To do = Format the records as a Markdown table with the columns "No." and "Line", starting with the line that contains "phrase -- man in blue jacket" and going on through the end of the records. Give each line its own numbered row and leave out blank lines.

# START OF Input data

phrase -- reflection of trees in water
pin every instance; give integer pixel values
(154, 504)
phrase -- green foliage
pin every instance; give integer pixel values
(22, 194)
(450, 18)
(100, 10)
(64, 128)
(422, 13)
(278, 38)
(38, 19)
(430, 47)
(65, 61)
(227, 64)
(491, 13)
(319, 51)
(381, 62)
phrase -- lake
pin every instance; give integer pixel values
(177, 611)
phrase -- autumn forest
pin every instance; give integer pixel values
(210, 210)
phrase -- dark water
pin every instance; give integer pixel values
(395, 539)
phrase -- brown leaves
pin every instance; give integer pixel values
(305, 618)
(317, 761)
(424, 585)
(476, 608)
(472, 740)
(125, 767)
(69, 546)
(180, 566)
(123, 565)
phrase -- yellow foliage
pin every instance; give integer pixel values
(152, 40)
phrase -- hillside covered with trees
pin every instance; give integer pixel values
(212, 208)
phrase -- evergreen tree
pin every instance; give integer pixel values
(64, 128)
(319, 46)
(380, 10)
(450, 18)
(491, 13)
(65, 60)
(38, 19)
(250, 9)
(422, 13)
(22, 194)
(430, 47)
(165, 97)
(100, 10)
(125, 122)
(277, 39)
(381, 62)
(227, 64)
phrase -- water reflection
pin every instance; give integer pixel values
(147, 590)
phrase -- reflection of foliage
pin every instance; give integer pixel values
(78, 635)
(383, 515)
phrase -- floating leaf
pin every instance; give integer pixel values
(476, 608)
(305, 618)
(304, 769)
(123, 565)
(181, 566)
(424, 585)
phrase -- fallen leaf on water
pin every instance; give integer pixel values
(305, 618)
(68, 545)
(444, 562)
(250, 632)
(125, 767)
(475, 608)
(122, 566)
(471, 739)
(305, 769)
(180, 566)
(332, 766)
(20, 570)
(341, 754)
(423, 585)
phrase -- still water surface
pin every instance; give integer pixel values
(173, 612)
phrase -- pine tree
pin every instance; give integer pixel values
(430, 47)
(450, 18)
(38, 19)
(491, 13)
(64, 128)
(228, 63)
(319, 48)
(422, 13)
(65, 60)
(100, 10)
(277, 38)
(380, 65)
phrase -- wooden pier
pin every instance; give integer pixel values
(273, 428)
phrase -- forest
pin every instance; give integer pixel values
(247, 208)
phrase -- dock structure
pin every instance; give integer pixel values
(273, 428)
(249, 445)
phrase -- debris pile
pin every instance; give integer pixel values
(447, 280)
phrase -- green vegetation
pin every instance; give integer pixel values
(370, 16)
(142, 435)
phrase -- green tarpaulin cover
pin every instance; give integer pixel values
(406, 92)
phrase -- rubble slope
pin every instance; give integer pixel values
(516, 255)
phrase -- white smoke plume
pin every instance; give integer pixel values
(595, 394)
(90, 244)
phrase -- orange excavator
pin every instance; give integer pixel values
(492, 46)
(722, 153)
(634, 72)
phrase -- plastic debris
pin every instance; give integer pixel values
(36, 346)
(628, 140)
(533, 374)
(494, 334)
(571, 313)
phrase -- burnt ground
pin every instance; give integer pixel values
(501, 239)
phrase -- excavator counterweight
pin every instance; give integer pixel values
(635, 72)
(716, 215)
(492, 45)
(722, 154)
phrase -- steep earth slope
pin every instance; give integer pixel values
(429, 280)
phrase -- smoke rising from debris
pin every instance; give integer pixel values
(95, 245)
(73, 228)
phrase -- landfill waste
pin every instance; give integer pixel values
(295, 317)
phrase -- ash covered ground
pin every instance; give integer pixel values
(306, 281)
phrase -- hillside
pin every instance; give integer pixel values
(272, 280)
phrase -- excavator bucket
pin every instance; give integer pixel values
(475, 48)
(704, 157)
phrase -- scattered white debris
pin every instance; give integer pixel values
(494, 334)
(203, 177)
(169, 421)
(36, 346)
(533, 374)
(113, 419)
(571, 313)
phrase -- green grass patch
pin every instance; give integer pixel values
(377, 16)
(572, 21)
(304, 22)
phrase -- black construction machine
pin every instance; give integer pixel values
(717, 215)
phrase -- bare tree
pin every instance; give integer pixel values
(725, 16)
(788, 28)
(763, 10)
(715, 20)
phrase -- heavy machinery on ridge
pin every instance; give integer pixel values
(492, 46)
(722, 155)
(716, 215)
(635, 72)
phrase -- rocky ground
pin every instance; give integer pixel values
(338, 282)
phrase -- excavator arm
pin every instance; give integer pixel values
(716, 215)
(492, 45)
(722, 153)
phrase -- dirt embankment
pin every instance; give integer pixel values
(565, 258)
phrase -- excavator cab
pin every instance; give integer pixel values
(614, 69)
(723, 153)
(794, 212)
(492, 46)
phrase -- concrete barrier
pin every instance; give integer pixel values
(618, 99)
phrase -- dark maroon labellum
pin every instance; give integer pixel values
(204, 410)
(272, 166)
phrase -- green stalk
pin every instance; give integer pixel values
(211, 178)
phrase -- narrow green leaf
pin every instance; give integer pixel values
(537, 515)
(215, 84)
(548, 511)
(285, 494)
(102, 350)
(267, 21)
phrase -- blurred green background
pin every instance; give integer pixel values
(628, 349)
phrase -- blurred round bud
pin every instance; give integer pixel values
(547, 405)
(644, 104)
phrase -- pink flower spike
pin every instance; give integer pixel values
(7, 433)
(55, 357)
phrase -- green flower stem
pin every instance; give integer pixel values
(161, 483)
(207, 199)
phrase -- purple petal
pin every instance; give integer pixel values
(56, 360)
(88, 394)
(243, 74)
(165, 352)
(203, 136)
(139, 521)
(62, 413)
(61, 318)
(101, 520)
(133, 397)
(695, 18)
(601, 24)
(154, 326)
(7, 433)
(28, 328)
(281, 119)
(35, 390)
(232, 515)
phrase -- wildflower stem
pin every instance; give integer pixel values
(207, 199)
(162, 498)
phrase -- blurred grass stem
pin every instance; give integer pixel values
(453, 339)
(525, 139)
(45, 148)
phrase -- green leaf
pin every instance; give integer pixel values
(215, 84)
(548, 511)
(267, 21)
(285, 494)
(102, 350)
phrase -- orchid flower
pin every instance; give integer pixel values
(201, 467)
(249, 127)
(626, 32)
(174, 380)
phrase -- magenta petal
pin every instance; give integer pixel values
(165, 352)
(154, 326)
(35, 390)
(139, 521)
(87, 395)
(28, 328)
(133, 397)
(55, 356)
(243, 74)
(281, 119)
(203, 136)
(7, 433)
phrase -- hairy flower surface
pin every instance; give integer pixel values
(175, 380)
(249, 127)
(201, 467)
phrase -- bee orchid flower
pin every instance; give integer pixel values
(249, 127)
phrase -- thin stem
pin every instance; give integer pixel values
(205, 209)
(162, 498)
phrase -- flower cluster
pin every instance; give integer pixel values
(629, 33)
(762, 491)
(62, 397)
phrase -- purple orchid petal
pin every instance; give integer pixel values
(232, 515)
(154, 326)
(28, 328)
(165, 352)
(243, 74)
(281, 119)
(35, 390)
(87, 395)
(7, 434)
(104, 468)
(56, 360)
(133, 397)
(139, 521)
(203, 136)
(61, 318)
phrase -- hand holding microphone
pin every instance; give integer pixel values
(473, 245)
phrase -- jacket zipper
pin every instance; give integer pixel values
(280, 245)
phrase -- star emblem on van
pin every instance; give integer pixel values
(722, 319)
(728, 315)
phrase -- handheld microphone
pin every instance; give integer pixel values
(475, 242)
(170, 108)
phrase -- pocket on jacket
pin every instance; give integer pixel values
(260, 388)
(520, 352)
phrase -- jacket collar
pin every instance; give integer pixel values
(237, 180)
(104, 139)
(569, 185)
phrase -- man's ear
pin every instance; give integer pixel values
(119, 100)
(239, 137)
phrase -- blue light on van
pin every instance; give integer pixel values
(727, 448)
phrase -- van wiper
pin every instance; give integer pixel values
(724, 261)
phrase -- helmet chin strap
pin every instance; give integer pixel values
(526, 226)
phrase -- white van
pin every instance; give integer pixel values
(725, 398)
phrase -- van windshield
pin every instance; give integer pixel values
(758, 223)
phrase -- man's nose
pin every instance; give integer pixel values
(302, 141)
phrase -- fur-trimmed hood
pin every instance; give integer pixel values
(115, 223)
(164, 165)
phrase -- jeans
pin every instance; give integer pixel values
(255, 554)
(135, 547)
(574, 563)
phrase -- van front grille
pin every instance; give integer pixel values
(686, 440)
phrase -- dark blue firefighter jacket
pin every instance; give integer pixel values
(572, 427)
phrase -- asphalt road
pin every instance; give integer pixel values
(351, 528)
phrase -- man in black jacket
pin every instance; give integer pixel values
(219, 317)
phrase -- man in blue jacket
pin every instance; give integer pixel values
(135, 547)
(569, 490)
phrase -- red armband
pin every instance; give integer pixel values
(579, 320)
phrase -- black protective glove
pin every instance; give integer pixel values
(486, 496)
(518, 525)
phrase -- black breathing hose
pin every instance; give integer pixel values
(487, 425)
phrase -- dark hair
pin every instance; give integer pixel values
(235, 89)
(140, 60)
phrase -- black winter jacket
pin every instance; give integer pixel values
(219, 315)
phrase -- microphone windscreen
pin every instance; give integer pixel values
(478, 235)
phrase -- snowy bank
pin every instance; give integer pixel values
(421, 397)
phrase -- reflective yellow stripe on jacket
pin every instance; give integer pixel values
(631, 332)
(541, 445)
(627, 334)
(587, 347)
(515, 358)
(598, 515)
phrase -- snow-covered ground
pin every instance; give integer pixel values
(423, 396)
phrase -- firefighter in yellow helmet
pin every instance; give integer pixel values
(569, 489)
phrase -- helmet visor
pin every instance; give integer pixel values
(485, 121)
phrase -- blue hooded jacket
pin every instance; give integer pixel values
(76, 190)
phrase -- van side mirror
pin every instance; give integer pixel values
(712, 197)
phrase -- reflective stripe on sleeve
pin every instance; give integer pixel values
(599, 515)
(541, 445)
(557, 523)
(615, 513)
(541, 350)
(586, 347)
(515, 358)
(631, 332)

# END OF Input data

Solution =
| No. | Line |
|---|---|
| 1 | phrase -- man in blue jacket |
| 2 | pin every instance; give integer pixel values |
| 3 | (135, 547) |
| 4 | (569, 490) |
| 5 | phrase -- red armband |
| 6 | pin every instance; give integer pixel values |
| 7 | (579, 320) |
| 8 | phrase -- black protective glove |
| 9 | pin every instance; give integer pixel values |
| 10 | (486, 496) |
| 11 | (518, 525) |
| 12 | phrase -- black breathing hose |
| 13 | pin every instance; give integer pixel values |
| 14 | (487, 425) |
| 15 | phrase -- dark hair |
| 16 | pin every instance; give integer pixel values |
| 17 | (235, 89) |
| 18 | (140, 60) |
| 19 | phrase -- black winter jacket |
| 20 | pin every instance; give integer pixel values |
| 21 | (219, 315) |
| 22 | phrase -- microphone windscreen |
| 23 | pin every instance; give integer pixel values |
| 24 | (478, 235) |
| 25 | phrase -- snowy bank |
| 26 | pin every instance; give integer pixel values |
| 27 | (421, 397) |
| 28 | phrase -- reflective yellow stripe on jacket |
| 29 | pin every instance; give integer pixel values |
| 30 | (631, 332) |
| 31 | (541, 445) |
| 32 | (627, 334) |
| 33 | (587, 347) |
| 34 | (515, 358) |
| 35 | (598, 515) |
| 36 | phrase -- snow-covered ground |
| 37 | pin every instance; give integer pixel values |
| 38 | (423, 396) |
| 39 | phrase -- firefighter in yellow helmet |
| 40 | pin every instance; give integer pixel values |
| 41 | (569, 489) |
| 42 | phrase -- helmet visor |
| 43 | pin every instance; give integer pixel values |
| 44 | (485, 121) |
| 45 | phrase -- blue hooded jacket |
| 46 | pin every instance; give integer pixel values |
| 47 | (76, 190) |
| 48 | phrase -- van side mirror |
| 49 | pin every instance; give integer pixel values |
| 50 | (712, 197) |
| 51 | phrase -- reflective stripe on sleeve |
| 52 | pin every instance; give integer pixel values |
| 53 | (599, 515) |
| 54 | (541, 445) |
| 55 | (557, 523) |
| 56 | (615, 513) |
| 57 | (541, 350) |
| 58 | (586, 347) |
| 59 | (515, 358) |
| 60 | (631, 332) |